--- EXERCISE ---
Your answer must consist of exactly the lines below, starting with the line with "Target: stainless steel oven handle" and going on through the line with "Target: granite countertop", and nothing else.

(Stored dataset items)
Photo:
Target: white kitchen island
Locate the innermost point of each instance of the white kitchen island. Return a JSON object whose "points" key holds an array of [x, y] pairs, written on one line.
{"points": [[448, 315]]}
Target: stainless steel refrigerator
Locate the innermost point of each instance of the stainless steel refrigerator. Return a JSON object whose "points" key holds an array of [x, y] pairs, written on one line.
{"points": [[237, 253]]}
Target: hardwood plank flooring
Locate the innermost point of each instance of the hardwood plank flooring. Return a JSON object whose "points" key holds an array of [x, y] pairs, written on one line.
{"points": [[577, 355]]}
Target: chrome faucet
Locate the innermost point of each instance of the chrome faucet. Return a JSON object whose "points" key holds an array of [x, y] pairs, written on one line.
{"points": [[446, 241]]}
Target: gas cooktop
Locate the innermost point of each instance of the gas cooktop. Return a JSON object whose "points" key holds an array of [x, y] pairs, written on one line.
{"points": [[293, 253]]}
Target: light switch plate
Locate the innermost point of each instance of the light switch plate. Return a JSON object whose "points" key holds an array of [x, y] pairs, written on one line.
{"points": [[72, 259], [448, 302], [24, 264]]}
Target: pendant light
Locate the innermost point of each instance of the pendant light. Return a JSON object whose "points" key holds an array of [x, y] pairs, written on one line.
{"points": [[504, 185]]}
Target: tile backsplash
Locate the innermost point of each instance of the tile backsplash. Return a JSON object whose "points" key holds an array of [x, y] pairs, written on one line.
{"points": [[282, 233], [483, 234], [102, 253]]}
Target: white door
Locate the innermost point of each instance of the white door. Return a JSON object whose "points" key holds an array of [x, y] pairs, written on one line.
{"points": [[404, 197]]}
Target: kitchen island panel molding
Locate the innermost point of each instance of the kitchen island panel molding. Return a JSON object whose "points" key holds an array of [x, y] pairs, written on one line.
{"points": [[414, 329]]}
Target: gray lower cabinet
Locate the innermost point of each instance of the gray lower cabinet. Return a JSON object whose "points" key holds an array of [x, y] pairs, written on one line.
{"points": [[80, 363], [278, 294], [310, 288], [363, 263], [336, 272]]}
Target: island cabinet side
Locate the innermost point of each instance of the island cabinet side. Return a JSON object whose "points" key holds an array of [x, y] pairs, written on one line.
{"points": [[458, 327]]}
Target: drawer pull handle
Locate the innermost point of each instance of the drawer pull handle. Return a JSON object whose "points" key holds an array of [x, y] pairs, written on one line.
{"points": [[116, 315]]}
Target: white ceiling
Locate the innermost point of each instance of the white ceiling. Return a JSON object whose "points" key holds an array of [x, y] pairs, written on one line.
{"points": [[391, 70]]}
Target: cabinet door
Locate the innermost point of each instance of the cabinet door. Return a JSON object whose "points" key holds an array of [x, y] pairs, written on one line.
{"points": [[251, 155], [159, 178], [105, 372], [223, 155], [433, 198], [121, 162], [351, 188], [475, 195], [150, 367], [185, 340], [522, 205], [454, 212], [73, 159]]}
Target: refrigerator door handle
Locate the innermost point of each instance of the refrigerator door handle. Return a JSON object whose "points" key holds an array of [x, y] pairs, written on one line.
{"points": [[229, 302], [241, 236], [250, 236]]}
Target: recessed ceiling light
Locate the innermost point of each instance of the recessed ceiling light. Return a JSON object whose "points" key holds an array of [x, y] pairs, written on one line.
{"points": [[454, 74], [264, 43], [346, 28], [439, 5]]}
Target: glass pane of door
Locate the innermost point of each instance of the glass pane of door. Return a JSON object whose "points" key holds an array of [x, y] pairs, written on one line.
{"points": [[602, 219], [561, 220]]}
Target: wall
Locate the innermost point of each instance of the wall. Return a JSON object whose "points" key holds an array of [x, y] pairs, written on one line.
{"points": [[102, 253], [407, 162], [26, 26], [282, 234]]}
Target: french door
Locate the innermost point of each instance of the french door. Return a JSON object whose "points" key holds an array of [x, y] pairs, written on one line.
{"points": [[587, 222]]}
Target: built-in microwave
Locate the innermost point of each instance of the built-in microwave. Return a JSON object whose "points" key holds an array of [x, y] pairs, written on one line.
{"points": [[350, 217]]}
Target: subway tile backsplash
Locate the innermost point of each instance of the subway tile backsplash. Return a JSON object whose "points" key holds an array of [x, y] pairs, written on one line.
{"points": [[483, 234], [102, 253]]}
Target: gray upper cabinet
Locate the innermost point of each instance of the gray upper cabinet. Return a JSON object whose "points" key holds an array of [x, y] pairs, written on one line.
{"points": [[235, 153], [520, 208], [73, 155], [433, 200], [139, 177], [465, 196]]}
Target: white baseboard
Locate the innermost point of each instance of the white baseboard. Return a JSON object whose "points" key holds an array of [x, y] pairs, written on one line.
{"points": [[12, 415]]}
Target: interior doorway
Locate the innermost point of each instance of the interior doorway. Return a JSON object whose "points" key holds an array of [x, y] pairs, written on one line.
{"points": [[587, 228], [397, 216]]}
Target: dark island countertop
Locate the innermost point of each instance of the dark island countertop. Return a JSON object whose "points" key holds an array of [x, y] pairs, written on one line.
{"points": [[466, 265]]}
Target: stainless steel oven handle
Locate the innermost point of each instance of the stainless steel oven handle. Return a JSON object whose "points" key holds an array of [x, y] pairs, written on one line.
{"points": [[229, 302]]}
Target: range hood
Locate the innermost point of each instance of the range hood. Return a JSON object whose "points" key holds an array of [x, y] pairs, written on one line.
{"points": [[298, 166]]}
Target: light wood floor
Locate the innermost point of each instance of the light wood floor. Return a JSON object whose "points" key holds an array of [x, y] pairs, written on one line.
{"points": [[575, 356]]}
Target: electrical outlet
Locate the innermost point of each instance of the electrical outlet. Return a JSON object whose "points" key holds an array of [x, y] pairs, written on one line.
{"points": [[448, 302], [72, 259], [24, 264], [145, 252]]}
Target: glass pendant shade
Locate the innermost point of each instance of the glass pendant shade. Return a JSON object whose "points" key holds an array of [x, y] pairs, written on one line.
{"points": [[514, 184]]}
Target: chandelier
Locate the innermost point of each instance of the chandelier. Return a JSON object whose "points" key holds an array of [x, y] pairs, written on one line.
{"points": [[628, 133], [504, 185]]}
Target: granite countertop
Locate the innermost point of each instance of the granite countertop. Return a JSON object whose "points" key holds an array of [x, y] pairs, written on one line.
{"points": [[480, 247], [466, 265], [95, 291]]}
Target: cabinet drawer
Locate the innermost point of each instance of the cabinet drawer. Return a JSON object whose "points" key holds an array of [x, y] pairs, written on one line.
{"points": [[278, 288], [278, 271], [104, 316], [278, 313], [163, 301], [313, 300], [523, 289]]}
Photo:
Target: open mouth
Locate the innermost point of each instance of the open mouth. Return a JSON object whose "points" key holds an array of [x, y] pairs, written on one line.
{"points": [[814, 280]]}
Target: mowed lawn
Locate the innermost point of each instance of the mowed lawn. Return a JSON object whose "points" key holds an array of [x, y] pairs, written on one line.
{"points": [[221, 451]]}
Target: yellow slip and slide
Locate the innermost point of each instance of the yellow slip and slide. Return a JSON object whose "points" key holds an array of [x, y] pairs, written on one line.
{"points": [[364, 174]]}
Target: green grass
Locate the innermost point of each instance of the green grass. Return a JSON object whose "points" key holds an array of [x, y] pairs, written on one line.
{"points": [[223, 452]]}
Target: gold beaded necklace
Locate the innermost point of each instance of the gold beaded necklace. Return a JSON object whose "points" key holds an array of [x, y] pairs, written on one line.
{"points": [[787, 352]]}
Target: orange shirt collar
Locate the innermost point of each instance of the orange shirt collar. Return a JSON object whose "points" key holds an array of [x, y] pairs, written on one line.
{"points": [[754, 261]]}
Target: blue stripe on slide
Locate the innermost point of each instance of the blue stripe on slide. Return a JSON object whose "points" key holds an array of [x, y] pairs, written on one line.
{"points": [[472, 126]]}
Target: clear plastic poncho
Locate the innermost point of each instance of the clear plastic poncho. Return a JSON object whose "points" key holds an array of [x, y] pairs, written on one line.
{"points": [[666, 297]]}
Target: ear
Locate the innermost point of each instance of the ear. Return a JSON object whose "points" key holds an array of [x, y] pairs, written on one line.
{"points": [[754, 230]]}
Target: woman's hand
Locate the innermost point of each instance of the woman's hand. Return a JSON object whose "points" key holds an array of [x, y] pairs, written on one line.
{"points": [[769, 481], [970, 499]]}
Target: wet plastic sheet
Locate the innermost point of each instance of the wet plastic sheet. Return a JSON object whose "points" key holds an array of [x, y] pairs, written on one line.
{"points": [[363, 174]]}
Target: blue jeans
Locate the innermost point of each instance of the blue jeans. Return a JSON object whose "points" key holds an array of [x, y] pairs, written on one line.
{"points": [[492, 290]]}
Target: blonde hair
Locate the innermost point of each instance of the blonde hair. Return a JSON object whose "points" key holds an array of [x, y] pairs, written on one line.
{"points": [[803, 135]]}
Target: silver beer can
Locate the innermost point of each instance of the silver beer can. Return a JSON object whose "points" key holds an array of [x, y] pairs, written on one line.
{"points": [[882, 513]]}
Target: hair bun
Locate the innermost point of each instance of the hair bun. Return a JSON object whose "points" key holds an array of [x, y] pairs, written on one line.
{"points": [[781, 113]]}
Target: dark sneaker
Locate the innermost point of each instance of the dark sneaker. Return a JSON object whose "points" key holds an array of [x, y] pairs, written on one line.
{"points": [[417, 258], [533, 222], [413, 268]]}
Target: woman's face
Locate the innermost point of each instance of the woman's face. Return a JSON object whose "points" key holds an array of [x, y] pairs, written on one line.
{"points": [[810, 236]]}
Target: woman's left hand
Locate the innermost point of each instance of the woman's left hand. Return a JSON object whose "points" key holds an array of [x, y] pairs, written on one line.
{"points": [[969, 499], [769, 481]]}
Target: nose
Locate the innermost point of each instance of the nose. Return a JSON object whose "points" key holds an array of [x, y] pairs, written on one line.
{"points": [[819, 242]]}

--- OUTPUT ---
Target: stainless steel oven handle
Locate the innermost point of each instance of the stainless steel oven handle. Return a JSON object whose "points" key holds an array of [x, y] pairs, written on one line.
{"points": [[229, 302]]}
Target: range hood
Locate the innermost point of each instance of the range hood. Return a JSON object whose "points" key holds an array of [x, y] pairs, written on one line.
{"points": [[298, 166]]}
Target: light wood floor
Locate the innermost point of each instance of the light wood floor. Return a JSON object whose "points" key holds an array of [x, y] pairs, written on one line.
{"points": [[575, 356]]}
Target: electrical outlet
Locate the innermost point of each instance of the electrical outlet. Return a JSON object whose "points" key holds an array of [x, y] pairs, written on one line.
{"points": [[448, 302], [72, 259], [24, 264], [145, 252]]}
Target: glass pendant shade
Locate the innermost point of each instance of the glass pendant shade. Return a JSON object whose "points" key holds an array of [x, y] pairs, written on one line.
{"points": [[514, 184]]}
Target: chandelier
Locate the innermost point of each instance of the chandelier. Return a JSON object whose "points" key holds an array of [x, y] pairs, written on one line.
{"points": [[628, 133], [504, 185]]}
Target: granite countertop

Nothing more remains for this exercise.